**WHAT YOU NEED TO DO:** Rewrite all of the data below with "instance" replaced by "occurrence" everywhere it occurs, changing nothing else. Leave the pictures out.

RECORDS TO USE start

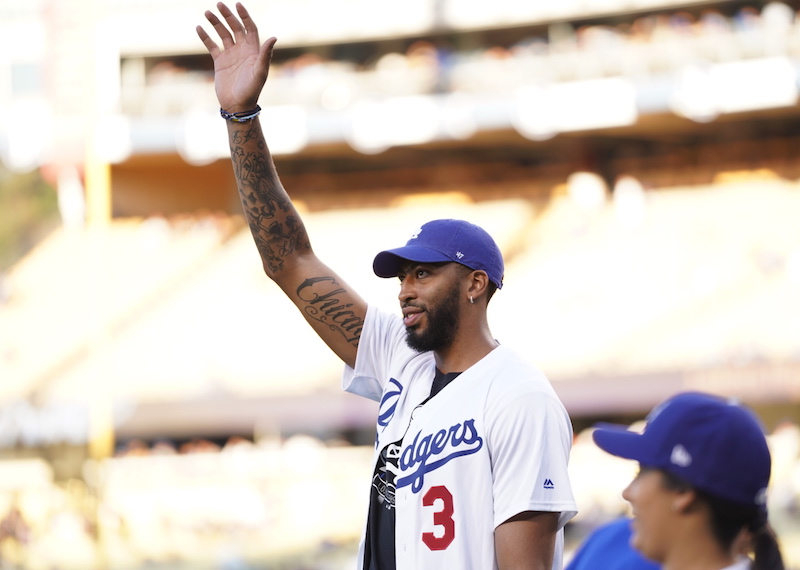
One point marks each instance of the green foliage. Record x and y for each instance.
(28, 211)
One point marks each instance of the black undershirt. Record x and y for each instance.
(379, 542)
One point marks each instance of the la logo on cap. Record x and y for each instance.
(680, 456)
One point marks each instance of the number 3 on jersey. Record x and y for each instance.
(443, 517)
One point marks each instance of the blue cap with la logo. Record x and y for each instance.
(446, 240)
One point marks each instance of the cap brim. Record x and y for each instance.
(622, 442)
(387, 263)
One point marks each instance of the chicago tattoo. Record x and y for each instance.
(324, 306)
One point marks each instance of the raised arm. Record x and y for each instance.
(241, 67)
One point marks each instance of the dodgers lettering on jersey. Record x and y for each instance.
(449, 469)
(443, 446)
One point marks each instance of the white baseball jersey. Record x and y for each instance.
(493, 443)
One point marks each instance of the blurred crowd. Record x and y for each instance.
(645, 46)
(244, 504)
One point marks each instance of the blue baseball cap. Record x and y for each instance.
(441, 241)
(715, 444)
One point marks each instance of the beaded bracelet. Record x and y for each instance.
(241, 117)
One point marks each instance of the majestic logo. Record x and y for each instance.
(391, 395)
(428, 453)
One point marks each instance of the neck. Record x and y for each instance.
(699, 551)
(465, 352)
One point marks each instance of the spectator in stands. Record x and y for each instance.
(472, 446)
(701, 489)
(609, 547)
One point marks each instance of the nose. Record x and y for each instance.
(406, 289)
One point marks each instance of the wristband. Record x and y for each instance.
(241, 117)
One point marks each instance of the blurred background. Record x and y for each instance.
(162, 405)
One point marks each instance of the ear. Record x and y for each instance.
(684, 501)
(478, 283)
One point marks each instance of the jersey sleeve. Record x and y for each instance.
(381, 338)
(530, 437)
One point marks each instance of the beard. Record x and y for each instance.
(441, 326)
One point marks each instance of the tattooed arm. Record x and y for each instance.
(240, 69)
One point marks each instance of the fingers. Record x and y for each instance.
(211, 46)
(249, 25)
(243, 30)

RECORDS TO USE end

**ANSWER TO THIS EXERCISE:**
One point marks each occurrence of the green foliage. Record x and y for each occurrence.
(28, 211)
One point marks each occurrence of the black undershirt. Record x and y for each occurrence.
(379, 542)
One point marks each occurrence of the la logo on cap. Record x and y for each occurrence.
(680, 456)
One point marks each occurrence of the number 3 on jersey. Record x and y for each occurrence.
(443, 517)
One point marks each occurrence of the blue cap with la logo. Record x and y for each occurrence.
(446, 240)
One point marks each occurrence of the cap brim. Record x and y for each occurrence.
(622, 442)
(387, 263)
One point marks each occurrence of the chicago tattoo. Record x and y for each occurrence.
(324, 306)
One point marks each occurrence of the raised arm. Record x and y for each occurrence.
(241, 67)
One point marks each occurrence of the dodgers lettering on jersey. Record x and y for each occurrence.
(449, 469)
(443, 446)
One point marks each occurrence of the white baseball jersey. Record x and y for each occurrence.
(493, 443)
One point marks each occurrence of the blurred crowd. Record x and y for each occurrence.
(645, 46)
(244, 504)
One point marks each occurrence of the blue baseball cap. Record x and y for each occurrence.
(441, 241)
(715, 444)
One point marks each occurrence of the beaded bracelet. Record x and y for each occurrence.
(241, 117)
One point marks each occurrence of the majestic logo. Record x and y for each occurrence.
(391, 395)
(428, 453)
One point marks each occurrence of the neck. Record x and y for each occurrence.
(699, 551)
(465, 352)
One point marks each occurrence of the spectator in stands. Record x and y for each occurrence.
(472, 446)
(701, 489)
(609, 547)
One point marks each occurrence of the nose. Record x and y for each occurrence.
(406, 289)
One point marks each occurrence of the wristband. Record x and y for each occurrence.
(241, 117)
One point marks each occurrence of the blurred background. Record x and y for each occurrence.
(162, 405)
One point marks each occurrence of the ear. Record x and y for each occurrence.
(684, 501)
(478, 283)
One point marks each occurrence of the jersey sleeve. Record x and y for each occurrence.
(381, 338)
(530, 437)
One point marks each occurrence of the beard. Record x and y for each occurrence.
(441, 326)
One point marks each occurrence of the tattooed arm. Record x and y for each occurrence.
(240, 69)
One point marks each occurrence of the fingers. Record x and y for each occurrence.
(211, 46)
(249, 25)
(243, 30)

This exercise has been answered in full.